Task to carry out: Put every line of the records below into a Markdown table with two columns, Row and Record line. Skip blank lines and leave the pictures out.

* * * * * * * * *

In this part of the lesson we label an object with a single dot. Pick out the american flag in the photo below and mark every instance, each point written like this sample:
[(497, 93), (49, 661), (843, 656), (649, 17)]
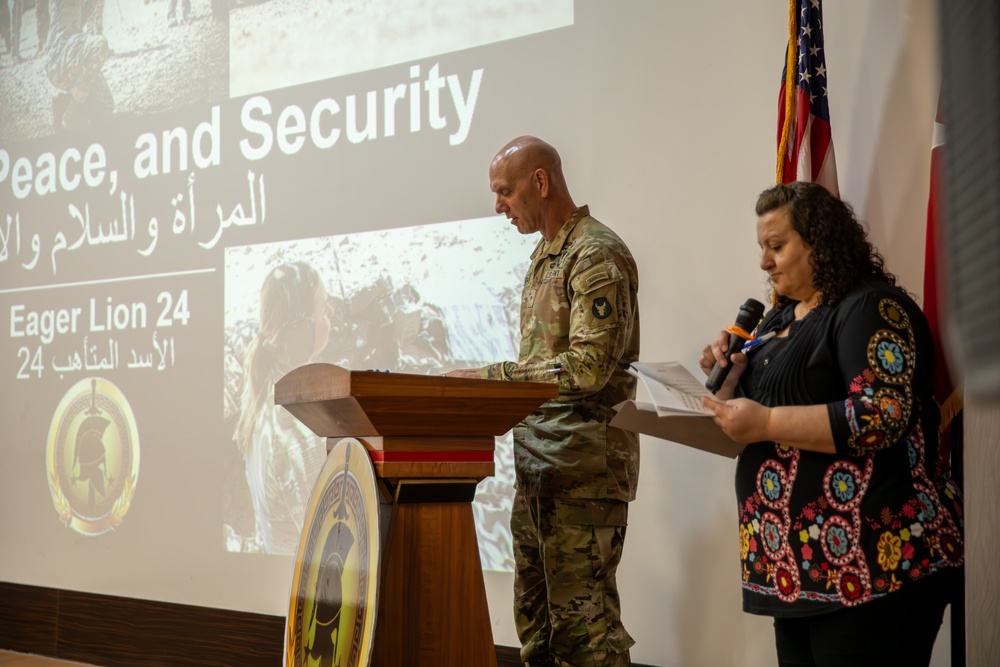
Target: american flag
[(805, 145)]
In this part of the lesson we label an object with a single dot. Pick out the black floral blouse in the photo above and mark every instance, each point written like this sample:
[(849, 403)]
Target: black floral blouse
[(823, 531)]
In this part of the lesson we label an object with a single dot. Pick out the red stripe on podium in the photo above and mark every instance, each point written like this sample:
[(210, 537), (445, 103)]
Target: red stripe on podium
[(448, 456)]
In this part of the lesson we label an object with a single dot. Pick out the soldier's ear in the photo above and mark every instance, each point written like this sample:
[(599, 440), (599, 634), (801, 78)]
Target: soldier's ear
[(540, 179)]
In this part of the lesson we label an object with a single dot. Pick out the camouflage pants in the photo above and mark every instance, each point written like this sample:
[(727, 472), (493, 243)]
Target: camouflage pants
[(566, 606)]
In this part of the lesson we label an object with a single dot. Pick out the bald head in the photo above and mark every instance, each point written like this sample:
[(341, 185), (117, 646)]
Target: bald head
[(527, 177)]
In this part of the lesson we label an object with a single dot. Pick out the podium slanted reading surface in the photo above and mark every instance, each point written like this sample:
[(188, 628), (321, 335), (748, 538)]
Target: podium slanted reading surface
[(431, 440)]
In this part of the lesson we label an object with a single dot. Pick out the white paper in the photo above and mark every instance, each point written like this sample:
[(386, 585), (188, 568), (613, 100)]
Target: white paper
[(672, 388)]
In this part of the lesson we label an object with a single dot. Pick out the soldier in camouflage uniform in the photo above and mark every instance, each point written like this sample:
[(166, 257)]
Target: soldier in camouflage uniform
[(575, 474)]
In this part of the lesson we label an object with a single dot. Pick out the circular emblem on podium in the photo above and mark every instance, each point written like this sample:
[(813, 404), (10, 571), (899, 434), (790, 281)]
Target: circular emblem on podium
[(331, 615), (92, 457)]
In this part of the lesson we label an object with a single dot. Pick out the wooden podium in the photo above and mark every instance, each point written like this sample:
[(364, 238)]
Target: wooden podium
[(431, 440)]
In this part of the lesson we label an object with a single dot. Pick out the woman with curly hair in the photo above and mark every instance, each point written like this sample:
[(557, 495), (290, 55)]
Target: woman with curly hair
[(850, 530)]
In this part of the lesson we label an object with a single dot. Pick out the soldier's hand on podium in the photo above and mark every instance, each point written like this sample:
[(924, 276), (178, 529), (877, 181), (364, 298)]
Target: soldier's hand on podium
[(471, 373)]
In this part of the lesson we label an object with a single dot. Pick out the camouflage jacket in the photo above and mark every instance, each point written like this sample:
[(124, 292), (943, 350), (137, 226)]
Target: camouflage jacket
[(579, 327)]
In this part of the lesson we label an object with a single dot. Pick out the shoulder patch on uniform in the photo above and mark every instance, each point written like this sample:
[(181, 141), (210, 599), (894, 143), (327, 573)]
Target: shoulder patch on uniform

* * * * * * * * *

Complete response:
| Row | Record line |
|---|---|
| 1 | In this part of the lesson we label an object with a single dot. Pick out the american flag in the photo below and mark every instance, each point written like this sample: |
| 2 | [(497, 93), (49, 661), (843, 656), (649, 17)] |
| 3 | Target: american flag |
| 4 | [(805, 145)] |
| 5 | In this part of the lesson we label an object with a single dot. Pick out the black floral blouse in the photo above and mark every instance, each point written like this sample: |
| 6 | [(849, 403)] |
| 7 | Target: black floral blouse |
| 8 | [(823, 531)] |
| 9 | In this part of the lesson we label an object with a single dot. Pick out the red stripe on podium in the photo above and mark every instance, each point written like this sample: |
| 10 | [(210, 537), (445, 103)] |
| 11 | Target: red stripe on podium |
| 12 | [(448, 456)] |
| 13 | In this part of the lesson we label an object with a single dot. Pick out the soldier's ear in the photo above and mark every instance, each point written like this sample: |
| 14 | [(599, 440), (599, 634), (801, 78)] |
| 15 | Target: soldier's ear |
| 16 | [(540, 179)] |
| 17 | In this part of the lesson we label an object with a single dot. Pick out the camouflage pants in the photo above and mark every instance, each point written like this sample: |
| 18 | [(727, 472), (493, 243)] |
| 19 | Target: camouflage pants |
| 20 | [(566, 606)] |
| 21 | In this part of the lesson we label an object with a single dot. Pick out the bald head in the photo above and mark every instance, each point written like this sample: |
| 22 | [(341, 185), (117, 646)] |
| 23 | Target: bald head |
| 24 | [(527, 177)] |
| 25 | In this part of the lesson we label an object with a single dot. Pick out the podium slanted reading surface in the photo above and mark every instance, each point written like this sample: |
| 26 | [(188, 628), (321, 335), (748, 538)] |
| 27 | Target: podium slanted reading surface |
| 28 | [(431, 440)] |
| 29 | In this part of the lesson we label an object with a single dot. Pick out the white paper in the photo above and mark every instance, each point written like this sample: |
| 30 | [(386, 585), (188, 568), (613, 100)] |
| 31 | Target: white paper |
| 32 | [(672, 388)] |
| 33 | In this part of the lesson we label an object with a single dot. Pick out the soldier in camouflage uniform in the photo above and mark every instance, each point written like this sample: |
| 34 | [(166, 257)] |
| 35 | Target: soldier in camouflage uniform |
| 36 | [(575, 474)] |
| 37 | In this part of the lesson we label an object with a single dot. Pick out the circular emblem on podium in the photo above and mark every instance, each point written like this sample: |
| 38 | [(813, 404), (10, 571), (899, 434), (790, 281)] |
| 39 | Target: circular emblem on podium |
| 40 | [(331, 615), (92, 457)] |
| 41 | In this part of the lesson we label an object with a single dot. Pick out the wooden podium in the photo above and mark every instance, each point written like this sample: |
| 42 | [(364, 238)] |
| 43 | Target: wooden podium |
| 44 | [(431, 440)] |
| 45 | In this part of the lesson we label an object with a single dot. Pick out the woman with curly hair in the photo above and mark every instance, each point written like this sample: |
| 46 | [(557, 495), (290, 55)] |
| 47 | Target: woman with curly hair |
| 48 | [(850, 530)] |
| 49 | In this part of the lesson we label an object with a single dot. Pick out the soldier's hand on podium in the photo above and mark every instance, each point written like this sample: |
| 50 | [(924, 276), (178, 529), (877, 181), (364, 298)] |
| 51 | Target: soldier's hand on podium |
| 52 | [(471, 373)] |
| 53 | In this part of the lesson we label an object with a single dot. Pick out the camouflage jacket in the photo above and mark every instance, each point written like this sample: |
| 54 | [(124, 292), (943, 350), (137, 226)] |
| 55 | Target: camouflage jacket |
| 56 | [(579, 327)] |
| 57 | In this part of the lesson we label an object with a single dot. Pick out the shoulder patch on uniform in the photo above and mark every instance, each point written like this sample: |
| 58 | [(181, 141), (210, 599), (894, 143), (327, 573)] |
| 59 | Target: shoulder patch on uniform |